Text passage:

•••••

Observing astronomical events with both light and gravitational waves will tell us more about the cause of the events than either observation would alone. In order to take advantage of this potential, LIGO and Virgo have established partnerships with scientists who operate telescopes around the world and developed the systems needed to quickly analyze gravitational wave data and send alerts to the telescopes. A recent publication, which is summarized below, details the benefits of following-up on possible gravitational wave events with light observations, the partnerships formed, the analysis methods used, and the potential light observability of a candidate gravitational wave detection.

Because gravitational waves are created by the acceleration of matter, they carry information about the motion of matter in the event’s system. However, observing gravitational waves alone can currently only localize their source from tens to hundreds of square degrees of area on the sky (5 full moons fill about 1 square degree). Detecting a new source of light in this area of the sky would improve the source localization to a much higher precision and allow the measurement of the light’s redshift, which indicates the distance to the source. Observing both gravitational waves and light from the same source can also help us identify what causes different kinds of gamma-ray bursts or allow for the observation of certain supernovae from their earliest moments (which can only done by chance with light observations alone).

•••••

Data under study:

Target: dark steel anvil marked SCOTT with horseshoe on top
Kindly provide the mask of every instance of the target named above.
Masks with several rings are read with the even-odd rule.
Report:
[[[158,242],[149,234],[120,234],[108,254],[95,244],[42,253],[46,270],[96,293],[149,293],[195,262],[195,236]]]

•••••

According to the passage on gravitational waves and light above, why is it useful to detect a new source of light in the patch of sky where a gravitational wave source lies? Answer in one to three sentences.

Gravitational waves alone can currently place their source only within tens to hundreds of square degrees of sky. A new light source in that area would narrow the source's position much more precisely. It would also allow the light's redshift to be measured, which indicates the distance to the source.